To do:
Copy out the data word for word, starting with the line that contains "shore in the photo above." and continuing through the last line of the data, with both ends included.
════════
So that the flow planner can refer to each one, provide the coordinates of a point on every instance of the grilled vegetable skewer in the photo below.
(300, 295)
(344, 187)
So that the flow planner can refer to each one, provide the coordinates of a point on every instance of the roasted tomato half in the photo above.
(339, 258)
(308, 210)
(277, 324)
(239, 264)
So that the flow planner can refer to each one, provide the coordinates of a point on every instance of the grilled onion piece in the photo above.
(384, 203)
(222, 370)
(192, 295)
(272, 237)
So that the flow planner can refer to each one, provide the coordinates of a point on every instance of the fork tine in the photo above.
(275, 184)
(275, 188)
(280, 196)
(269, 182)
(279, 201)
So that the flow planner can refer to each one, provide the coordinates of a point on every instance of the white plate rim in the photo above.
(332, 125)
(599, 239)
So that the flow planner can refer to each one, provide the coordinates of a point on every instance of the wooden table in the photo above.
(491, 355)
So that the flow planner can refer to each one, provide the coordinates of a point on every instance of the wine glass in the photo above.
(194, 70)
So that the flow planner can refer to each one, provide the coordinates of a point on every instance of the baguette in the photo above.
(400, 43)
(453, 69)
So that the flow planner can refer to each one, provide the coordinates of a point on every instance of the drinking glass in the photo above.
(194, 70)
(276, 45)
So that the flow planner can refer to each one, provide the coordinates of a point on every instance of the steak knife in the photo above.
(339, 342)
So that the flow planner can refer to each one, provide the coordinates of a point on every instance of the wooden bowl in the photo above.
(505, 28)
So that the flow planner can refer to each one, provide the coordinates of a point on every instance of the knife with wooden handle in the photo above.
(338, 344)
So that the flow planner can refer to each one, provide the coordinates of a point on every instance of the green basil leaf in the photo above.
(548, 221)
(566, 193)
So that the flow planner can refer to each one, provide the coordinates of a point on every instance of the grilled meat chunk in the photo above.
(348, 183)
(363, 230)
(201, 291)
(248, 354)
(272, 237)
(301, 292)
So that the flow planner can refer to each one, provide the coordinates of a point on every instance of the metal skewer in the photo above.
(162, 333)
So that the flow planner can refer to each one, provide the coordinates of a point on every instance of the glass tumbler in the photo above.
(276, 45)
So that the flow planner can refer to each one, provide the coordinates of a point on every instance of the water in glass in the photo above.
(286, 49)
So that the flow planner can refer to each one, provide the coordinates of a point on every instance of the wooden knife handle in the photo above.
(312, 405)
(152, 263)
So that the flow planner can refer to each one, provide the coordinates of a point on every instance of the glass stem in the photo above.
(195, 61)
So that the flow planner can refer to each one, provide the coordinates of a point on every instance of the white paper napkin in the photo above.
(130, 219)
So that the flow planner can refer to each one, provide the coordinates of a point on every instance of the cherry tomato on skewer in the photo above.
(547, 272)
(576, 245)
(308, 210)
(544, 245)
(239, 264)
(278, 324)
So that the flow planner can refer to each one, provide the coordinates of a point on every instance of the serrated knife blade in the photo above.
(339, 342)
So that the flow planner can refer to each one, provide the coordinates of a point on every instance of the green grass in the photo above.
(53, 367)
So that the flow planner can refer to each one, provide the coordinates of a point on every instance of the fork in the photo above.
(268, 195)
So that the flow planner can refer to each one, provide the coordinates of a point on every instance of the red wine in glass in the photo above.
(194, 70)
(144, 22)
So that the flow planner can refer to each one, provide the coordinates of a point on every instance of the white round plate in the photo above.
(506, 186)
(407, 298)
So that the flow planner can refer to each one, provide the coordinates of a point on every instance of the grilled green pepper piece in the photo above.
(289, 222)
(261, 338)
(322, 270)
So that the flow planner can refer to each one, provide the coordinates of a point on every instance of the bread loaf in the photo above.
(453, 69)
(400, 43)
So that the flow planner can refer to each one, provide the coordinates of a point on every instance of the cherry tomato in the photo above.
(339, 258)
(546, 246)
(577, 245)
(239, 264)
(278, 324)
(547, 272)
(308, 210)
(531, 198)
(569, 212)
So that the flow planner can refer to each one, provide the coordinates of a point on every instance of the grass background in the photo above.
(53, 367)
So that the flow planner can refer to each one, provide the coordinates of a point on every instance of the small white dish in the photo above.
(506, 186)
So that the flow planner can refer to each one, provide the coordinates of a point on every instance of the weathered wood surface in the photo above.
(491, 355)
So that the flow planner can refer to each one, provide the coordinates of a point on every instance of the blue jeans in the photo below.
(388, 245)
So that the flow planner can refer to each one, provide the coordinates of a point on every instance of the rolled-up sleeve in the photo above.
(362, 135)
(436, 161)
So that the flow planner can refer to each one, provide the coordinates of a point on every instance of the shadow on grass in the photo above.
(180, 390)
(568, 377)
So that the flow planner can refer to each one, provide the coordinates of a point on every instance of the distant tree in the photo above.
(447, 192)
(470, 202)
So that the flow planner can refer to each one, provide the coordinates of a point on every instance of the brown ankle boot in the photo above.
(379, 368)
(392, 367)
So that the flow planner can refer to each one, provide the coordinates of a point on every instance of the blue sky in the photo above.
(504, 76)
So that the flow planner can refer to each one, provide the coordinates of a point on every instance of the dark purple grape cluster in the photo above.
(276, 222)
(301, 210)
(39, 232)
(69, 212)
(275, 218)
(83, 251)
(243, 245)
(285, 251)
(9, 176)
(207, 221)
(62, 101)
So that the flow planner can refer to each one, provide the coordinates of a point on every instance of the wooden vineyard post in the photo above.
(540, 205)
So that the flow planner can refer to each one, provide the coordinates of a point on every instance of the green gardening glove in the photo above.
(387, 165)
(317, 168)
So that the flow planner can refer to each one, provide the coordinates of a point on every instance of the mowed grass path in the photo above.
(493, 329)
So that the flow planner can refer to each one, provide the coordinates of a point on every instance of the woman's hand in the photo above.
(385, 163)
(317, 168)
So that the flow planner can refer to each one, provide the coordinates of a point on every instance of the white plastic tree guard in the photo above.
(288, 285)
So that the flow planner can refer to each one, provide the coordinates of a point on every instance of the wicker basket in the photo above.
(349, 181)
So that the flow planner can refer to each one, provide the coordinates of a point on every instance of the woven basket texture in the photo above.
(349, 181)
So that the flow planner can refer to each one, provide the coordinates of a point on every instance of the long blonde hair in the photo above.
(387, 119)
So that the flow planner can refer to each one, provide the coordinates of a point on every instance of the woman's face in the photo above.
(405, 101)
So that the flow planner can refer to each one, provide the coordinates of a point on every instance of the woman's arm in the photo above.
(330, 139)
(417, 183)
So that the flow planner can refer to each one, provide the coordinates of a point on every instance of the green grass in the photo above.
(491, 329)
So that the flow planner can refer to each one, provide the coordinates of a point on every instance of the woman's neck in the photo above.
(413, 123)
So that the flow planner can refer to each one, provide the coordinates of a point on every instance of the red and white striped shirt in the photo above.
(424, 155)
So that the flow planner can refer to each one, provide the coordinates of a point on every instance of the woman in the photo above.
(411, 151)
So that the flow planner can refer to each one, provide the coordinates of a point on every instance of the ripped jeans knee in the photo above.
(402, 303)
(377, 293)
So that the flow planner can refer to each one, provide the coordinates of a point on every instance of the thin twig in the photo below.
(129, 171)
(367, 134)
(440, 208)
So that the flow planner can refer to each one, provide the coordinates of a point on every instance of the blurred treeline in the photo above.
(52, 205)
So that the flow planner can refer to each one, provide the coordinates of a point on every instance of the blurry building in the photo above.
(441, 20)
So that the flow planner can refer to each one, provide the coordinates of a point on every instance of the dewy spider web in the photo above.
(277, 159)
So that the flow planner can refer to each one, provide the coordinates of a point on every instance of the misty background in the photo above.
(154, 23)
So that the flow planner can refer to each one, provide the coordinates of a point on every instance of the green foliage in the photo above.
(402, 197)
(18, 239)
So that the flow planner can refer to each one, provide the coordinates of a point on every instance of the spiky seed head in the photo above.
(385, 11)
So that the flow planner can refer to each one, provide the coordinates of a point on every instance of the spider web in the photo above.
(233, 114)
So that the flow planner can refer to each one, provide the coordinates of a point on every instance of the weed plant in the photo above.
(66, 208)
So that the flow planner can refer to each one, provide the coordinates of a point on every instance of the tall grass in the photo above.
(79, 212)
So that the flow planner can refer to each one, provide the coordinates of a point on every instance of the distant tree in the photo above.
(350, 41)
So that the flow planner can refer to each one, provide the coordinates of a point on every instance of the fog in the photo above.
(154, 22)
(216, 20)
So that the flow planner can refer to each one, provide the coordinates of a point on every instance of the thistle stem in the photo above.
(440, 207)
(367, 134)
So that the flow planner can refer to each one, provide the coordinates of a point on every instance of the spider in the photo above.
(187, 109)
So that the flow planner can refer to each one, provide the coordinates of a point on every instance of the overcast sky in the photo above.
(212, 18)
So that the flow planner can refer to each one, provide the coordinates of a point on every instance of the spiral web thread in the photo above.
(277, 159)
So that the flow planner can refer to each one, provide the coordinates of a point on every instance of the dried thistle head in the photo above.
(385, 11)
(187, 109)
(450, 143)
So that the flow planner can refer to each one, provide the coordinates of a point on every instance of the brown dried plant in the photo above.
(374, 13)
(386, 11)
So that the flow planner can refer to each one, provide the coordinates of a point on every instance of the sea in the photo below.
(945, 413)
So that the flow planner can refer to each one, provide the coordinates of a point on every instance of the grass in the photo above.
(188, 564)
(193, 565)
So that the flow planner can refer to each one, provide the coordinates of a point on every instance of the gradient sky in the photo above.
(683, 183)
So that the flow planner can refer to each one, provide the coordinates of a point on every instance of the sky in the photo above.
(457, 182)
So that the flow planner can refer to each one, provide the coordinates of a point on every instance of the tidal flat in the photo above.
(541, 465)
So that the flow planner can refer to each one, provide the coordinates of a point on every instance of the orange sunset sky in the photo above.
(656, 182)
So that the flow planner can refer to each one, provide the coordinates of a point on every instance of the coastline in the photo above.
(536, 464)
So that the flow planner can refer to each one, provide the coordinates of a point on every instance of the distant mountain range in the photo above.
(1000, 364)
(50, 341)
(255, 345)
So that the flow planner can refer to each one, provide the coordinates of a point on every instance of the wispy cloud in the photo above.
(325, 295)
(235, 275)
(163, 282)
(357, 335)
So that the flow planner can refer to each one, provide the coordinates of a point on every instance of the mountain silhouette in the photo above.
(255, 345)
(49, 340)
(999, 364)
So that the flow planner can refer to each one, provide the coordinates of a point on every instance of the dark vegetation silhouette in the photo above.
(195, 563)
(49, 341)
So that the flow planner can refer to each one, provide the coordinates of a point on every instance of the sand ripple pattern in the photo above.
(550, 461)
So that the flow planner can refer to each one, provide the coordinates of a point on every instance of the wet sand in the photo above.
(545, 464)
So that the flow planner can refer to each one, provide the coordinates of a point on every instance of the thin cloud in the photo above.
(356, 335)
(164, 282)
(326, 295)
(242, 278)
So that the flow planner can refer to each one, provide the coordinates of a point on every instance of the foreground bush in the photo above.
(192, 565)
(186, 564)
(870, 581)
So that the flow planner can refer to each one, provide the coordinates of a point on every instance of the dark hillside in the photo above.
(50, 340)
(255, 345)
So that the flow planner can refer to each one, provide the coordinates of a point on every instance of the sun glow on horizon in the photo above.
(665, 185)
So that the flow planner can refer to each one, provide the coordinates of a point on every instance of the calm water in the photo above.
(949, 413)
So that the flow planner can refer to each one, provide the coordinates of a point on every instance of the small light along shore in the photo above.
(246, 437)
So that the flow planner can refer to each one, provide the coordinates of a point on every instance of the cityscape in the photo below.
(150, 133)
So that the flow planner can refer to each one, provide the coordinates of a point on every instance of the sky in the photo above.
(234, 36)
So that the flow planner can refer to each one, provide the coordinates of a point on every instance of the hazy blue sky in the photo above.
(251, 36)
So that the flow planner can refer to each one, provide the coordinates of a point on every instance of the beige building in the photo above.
════════
Task answer:
So that the flow planner can refer to each one, provide the coordinates of a point on every instance of the small light along shore in the photo above.
(246, 437)
So that the flow planner can refer to each one, provide the coordinates of a point on every instance of the cityscape in the photo below.
(150, 133)
So that the flow planner can refer to each one, provide the coordinates of a point on every instance of the sky in the photo above.
(234, 36)
So that the flow planner can refer to each one, provide the coordinates of a point on every instance of the hazy blue sky in the photo above.
(251, 36)
So that the flow planner can refer to each one, provide the coordinates of a point on every instance of the beige building in the photo above.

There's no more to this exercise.